Task :: Reproduce the records verbatim, beginning at the line that contains "Point to the wire" and continuing through the final line of the records, both ends included.

Point annotations for images:
========

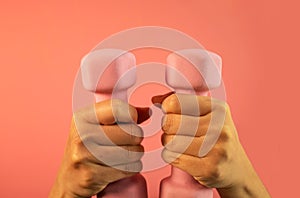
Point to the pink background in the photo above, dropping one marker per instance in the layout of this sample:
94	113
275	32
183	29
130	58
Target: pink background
42	44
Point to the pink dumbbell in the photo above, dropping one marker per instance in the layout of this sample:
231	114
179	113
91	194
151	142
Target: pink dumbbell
184	77
101	71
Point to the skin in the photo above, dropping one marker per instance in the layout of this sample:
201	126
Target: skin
225	166
222	164
82	174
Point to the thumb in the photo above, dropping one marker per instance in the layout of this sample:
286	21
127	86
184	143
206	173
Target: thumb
144	113
158	100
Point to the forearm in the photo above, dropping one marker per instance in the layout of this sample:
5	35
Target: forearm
250	187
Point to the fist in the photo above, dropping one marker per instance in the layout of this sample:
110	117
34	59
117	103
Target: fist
104	146
200	138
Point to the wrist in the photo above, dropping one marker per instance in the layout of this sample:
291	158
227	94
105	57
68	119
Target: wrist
247	186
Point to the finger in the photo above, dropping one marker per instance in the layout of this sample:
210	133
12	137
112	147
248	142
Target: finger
157	100
144	113
116	155
191	104
113	111
106	174
176	124
112	135
193	165
183	144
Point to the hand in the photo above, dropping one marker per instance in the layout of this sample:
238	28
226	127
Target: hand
201	139
103	147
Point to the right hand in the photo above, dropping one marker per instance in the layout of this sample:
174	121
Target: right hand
110	129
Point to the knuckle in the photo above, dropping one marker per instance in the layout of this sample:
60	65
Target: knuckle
220	106
87	178
170	103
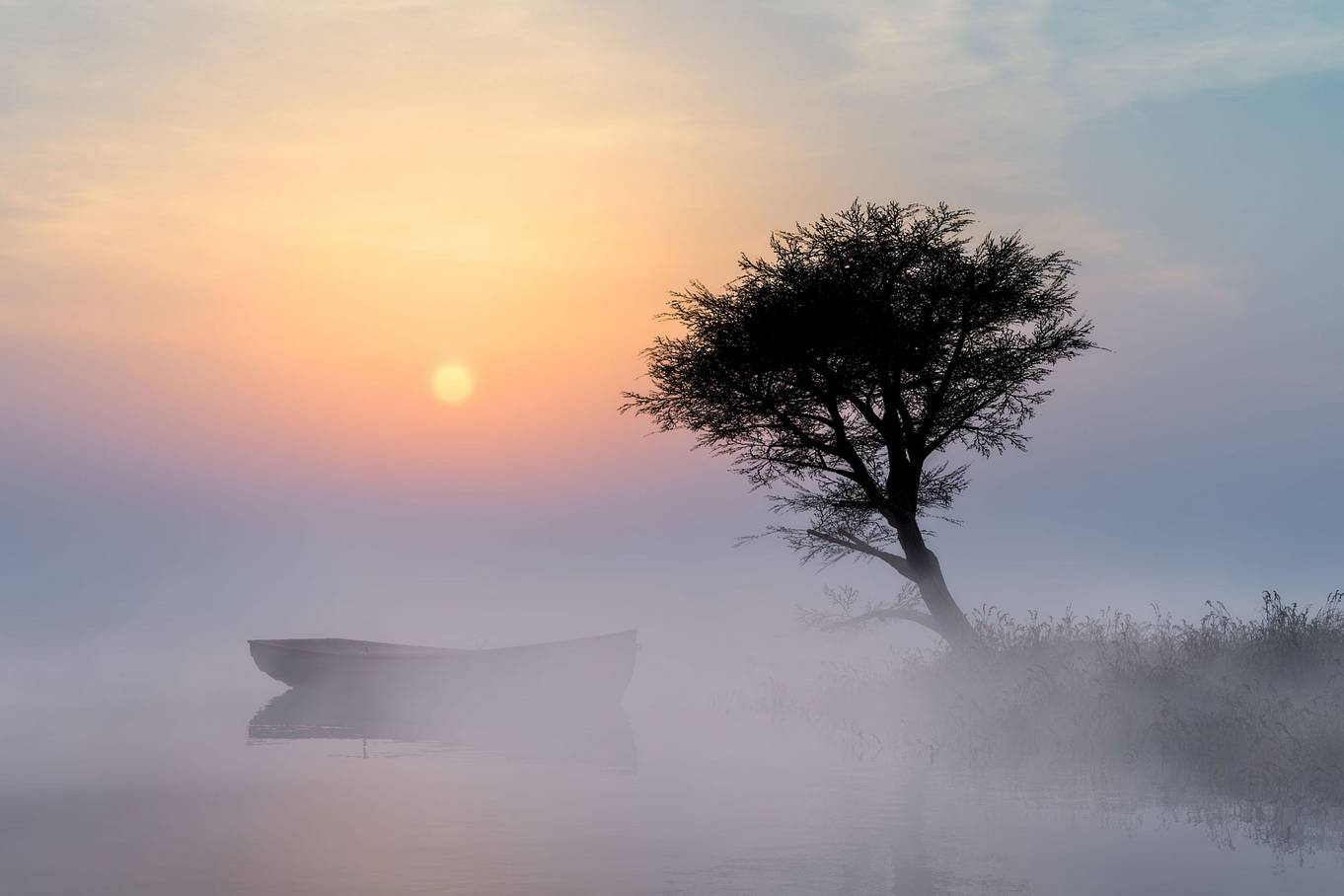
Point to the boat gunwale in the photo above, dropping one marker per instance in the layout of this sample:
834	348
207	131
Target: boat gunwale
308	645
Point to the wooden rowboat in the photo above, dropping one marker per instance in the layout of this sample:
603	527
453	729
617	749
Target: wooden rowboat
579	672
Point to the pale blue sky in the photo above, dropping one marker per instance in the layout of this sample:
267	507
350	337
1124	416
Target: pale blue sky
1187	153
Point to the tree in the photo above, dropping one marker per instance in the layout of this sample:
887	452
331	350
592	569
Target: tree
839	372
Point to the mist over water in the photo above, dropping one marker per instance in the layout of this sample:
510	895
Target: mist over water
719	776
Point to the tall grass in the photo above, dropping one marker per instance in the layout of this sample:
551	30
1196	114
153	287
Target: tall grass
1248	707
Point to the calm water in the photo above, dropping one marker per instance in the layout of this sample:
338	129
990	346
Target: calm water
159	801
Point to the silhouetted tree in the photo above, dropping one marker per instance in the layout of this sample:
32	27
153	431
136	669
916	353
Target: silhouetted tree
839	371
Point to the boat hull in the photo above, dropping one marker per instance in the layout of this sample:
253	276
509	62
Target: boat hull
581	672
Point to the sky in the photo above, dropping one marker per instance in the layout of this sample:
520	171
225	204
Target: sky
237	239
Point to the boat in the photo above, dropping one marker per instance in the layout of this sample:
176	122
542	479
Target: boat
581	672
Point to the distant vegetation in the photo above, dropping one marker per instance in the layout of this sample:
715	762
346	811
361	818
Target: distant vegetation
1232	723
1253	707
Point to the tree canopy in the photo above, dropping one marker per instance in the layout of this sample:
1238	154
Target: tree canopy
840	370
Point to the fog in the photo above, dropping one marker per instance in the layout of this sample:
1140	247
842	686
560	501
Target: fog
143	750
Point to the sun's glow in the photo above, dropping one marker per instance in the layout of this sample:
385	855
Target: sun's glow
453	383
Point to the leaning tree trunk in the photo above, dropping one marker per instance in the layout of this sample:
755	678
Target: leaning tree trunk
949	621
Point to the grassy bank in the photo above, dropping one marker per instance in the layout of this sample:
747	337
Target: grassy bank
1250	707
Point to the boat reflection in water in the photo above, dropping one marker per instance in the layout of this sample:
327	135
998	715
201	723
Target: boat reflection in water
553	702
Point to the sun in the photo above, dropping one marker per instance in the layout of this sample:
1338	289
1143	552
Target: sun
453	383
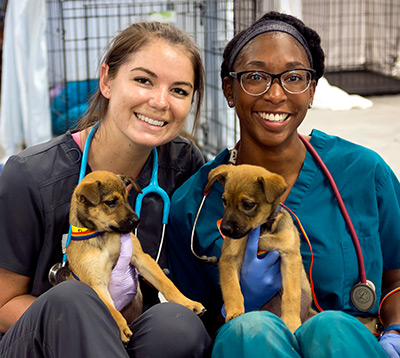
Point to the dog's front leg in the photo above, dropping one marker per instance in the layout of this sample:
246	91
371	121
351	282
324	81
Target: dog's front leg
291	267
229	275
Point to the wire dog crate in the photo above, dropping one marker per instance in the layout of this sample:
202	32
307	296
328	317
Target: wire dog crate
361	39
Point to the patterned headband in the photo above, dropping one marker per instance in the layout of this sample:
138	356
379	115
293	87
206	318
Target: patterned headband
263	27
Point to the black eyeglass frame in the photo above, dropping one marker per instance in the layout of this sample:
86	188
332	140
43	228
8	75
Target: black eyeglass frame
238	76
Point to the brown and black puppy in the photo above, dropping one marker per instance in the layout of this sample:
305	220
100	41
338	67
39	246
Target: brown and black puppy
251	198
100	203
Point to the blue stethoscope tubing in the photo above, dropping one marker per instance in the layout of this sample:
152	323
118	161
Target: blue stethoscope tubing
153	187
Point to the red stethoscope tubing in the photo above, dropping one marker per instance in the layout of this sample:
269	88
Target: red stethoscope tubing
346	216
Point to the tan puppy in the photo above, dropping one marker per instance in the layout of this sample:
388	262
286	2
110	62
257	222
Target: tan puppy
100	203
251	199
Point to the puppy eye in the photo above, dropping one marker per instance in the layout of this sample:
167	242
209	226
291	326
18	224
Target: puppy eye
224	202
248	205
111	203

========

Result for this exercise ::
Point to the wire dog crate in the photo above, dropping one marker per instance in the layout of this sample:
202	32
307	296
328	317
Target: wire dog crate
361	39
Point to the patterned headband in the photo above, dropping one marker per instance in the layout of this sample:
138	356
379	115
293	87
206	318
Target: patterned headband
263	27
Point to the black eyeglass frame in the photo above, dropping one marker per instance in the layout of this sample:
86	188
332	140
43	228
8	75
Target: black eyeglass frame
238	76
Point to the brown and black puppy in the photo above, dropping one marker per instance in the layout of this sample:
305	220
100	41
338	67
39	246
Target: brown and black puppy
251	198
100	203
Point to the blue stethoscope tubing in the photo above, dropping one marker per instance in the layout of this sample:
152	323
118	161
Target: blue stethoscope tubing
153	187
Point to the red stethoscope tubing in the photo above, dropping one marker per instance in the layout of this sample:
269	88
Target: red stethoscope tubing
346	216
Point to the tan puppy in the photo above, dropping one marker per instance in the layout of this sample:
388	262
286	2
110	62
257	222
Target: tan puppy
100	203
251	199
Point to the puppy eye in the photo above, dropping one marker per instance in the layout of this sample:
167	242
209	226
291	326
18	224
Target: puppy eye
224	202
248	205
111	203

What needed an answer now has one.